- Task goal -
Produce a verbatim transcription of the records below, beginning at the line containing "Q: Pick out each instance of the ceiling fan blade" and ending at the final line; include only those lines.

- Given entries -
|---|

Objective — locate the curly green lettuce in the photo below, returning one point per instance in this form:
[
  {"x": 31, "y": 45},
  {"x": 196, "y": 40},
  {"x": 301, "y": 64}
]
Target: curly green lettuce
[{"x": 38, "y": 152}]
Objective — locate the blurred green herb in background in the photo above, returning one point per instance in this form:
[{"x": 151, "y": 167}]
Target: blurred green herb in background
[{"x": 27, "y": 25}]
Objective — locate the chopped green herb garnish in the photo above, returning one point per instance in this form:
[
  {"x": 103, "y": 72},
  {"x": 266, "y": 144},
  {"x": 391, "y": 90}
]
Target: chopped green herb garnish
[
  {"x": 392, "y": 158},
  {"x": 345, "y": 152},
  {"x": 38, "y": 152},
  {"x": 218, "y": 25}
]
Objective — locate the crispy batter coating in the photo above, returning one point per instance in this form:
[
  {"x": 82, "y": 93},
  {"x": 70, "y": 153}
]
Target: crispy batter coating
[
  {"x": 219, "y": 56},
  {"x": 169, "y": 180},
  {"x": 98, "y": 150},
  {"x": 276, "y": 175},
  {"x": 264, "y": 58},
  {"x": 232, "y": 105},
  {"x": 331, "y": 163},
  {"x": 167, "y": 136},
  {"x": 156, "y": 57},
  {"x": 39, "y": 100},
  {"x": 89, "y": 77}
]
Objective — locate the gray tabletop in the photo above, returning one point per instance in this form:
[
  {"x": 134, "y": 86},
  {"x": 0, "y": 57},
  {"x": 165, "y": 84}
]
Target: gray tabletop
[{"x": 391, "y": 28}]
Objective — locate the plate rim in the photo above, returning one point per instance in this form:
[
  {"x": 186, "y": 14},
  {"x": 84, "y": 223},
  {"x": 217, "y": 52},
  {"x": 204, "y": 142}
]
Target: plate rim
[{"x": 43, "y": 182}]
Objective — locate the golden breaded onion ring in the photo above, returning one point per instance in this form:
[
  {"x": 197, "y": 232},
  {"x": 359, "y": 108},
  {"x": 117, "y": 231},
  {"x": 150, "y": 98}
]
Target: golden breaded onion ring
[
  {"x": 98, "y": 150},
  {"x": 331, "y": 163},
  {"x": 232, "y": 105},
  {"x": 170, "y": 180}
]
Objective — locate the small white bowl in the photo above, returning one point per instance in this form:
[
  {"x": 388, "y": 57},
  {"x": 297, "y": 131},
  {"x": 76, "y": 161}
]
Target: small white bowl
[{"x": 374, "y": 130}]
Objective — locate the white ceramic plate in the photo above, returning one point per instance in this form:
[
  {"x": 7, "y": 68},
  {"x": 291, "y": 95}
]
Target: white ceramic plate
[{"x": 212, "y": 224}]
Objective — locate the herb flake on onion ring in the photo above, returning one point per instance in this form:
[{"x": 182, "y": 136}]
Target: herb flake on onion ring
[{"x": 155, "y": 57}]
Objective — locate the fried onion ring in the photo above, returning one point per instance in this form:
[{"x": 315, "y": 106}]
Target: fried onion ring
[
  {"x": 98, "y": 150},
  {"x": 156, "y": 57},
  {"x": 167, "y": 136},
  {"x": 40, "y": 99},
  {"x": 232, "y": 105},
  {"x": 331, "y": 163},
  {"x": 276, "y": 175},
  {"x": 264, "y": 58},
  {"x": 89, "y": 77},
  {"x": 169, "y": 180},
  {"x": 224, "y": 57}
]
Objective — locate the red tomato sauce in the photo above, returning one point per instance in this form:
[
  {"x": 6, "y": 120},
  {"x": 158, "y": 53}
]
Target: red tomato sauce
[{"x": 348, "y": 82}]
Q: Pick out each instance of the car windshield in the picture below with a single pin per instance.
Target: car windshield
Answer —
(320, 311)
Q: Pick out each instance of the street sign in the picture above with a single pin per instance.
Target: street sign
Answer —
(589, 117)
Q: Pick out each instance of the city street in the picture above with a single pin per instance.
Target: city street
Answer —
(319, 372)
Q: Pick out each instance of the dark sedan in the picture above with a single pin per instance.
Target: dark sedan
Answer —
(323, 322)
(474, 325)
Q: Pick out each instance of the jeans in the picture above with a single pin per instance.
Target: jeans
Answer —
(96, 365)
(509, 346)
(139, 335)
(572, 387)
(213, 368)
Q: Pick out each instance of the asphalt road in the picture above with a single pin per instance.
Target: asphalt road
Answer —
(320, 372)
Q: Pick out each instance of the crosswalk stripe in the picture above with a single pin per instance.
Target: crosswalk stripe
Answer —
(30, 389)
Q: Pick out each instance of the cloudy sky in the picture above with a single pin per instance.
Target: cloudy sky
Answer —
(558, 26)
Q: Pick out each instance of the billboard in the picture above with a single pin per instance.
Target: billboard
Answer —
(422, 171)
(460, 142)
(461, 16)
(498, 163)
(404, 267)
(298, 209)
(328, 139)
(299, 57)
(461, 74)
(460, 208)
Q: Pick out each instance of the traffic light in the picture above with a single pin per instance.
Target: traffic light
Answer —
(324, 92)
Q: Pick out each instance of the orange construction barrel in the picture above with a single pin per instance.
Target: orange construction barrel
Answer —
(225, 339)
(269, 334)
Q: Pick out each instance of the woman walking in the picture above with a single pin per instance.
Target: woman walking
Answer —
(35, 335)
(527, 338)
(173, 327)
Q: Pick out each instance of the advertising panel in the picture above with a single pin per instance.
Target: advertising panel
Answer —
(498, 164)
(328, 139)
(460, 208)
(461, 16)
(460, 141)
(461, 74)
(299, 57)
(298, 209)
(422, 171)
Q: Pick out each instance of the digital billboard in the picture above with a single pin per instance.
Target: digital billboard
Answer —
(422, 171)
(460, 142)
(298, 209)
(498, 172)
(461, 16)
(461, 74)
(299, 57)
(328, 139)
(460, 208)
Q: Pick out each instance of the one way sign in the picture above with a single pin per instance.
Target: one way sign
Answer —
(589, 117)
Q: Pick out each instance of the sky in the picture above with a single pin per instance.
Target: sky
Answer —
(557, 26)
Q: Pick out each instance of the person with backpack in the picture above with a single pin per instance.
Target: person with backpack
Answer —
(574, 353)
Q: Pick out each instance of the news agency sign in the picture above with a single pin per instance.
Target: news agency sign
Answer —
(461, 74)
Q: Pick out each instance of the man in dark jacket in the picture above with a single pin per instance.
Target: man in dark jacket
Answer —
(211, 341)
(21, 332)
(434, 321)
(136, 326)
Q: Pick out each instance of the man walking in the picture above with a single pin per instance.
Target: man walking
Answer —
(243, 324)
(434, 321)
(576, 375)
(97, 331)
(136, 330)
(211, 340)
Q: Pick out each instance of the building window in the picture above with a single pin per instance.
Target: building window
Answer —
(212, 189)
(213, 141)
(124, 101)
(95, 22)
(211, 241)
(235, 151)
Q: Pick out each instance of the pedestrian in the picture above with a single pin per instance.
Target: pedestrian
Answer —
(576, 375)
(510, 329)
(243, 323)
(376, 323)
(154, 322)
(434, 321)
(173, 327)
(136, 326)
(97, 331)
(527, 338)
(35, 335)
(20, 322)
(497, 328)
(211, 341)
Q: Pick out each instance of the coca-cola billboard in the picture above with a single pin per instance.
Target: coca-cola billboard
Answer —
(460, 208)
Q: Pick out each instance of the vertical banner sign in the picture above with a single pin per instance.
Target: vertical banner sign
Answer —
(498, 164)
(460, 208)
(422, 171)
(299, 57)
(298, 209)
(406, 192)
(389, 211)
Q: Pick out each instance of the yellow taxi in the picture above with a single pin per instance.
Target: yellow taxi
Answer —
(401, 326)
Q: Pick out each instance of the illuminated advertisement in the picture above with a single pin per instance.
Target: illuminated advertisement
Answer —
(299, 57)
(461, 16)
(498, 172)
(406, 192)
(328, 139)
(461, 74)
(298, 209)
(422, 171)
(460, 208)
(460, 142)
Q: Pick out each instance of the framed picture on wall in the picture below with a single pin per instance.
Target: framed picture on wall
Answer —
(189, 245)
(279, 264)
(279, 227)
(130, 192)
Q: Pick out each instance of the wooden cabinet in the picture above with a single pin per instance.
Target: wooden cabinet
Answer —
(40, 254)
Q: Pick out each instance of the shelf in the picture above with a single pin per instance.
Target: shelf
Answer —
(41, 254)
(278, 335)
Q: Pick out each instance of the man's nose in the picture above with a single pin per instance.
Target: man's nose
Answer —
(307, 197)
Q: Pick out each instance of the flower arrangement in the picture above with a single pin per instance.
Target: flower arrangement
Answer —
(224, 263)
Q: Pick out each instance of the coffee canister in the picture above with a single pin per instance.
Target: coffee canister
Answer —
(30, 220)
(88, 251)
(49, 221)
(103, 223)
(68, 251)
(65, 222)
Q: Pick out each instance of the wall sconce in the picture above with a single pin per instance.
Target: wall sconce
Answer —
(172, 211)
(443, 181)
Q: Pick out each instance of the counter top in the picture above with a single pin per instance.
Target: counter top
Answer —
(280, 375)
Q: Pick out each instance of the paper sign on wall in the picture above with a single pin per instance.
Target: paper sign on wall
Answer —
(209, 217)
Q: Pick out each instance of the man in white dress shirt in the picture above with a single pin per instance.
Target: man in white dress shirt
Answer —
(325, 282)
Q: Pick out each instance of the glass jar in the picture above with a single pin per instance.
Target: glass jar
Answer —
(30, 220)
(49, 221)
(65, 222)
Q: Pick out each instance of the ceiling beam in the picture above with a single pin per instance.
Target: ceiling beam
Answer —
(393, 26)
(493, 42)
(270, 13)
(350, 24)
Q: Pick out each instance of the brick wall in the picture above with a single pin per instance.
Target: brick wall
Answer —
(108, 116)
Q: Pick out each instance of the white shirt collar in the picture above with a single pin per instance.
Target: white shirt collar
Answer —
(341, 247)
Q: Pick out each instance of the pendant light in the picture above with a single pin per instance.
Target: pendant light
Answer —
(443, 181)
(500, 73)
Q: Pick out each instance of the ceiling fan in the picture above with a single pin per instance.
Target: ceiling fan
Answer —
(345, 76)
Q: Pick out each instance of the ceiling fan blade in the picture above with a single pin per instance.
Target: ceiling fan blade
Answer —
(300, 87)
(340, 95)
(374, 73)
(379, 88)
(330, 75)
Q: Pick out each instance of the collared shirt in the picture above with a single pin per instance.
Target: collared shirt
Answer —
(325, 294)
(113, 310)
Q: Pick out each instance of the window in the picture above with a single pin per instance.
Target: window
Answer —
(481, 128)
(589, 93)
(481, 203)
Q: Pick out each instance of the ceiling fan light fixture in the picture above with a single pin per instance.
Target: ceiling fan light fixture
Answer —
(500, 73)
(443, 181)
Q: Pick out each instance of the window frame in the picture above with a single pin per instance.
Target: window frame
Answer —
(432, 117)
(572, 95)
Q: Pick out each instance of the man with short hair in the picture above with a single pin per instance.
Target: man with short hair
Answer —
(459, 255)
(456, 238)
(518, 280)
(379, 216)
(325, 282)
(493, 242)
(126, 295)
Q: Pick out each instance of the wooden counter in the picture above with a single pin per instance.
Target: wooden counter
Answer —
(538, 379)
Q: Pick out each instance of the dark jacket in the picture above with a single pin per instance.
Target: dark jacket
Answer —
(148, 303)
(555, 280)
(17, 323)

|---|

- Result -
Q: Pick out each instance of the ceiling fan blade in the picture above with a single pin per instance.
Target: ceiling fan blade
Answer —
(300, 87)
(340, 95)
(374, 73)
(379, 88)
(330, 75)
Q: Pick out each instance of the collared shirt in the picture above with a single pin per instance.
Target: collared shirt
Answer —
(325, 294)
(113, 310)
Q: Pick out each instance of the window in the picture above with a single pin per instance.
Target: window
Answer —
(481, 128)
(589, 93)
(481, 203)
Q: Pick out each instance of the ceiling fan light fixture in the picture above with a single pin per instance.
Target: ceiling fan light fixture
Answer —
(500, 73)
(443, 181)
Q: Pick out each instance of the window frame in the picture above with a single pin per instance.
Target: window frame
Answer —
(432, 117)
(572, 95)
Q: Pick out each instance of the man with short hair in the picture above with a single pin per instance.
Target: man with short hair
Answer —
(459, 255)
(456, 238)
(518, 280)
(379, 216)
(325, 282)
(493, 242)
(126, 295)
Q: Pick out each instance of the wooden counter in the picture above with a single pin per instance.
Target: wooden counter
Answer —
(538, 379)
Q: Pick out each instance of the dark jacket in the picture above with a single pin per instance.
Target: dark jacket
Answer —
(148, 303)
(555, 280)
(17, 323)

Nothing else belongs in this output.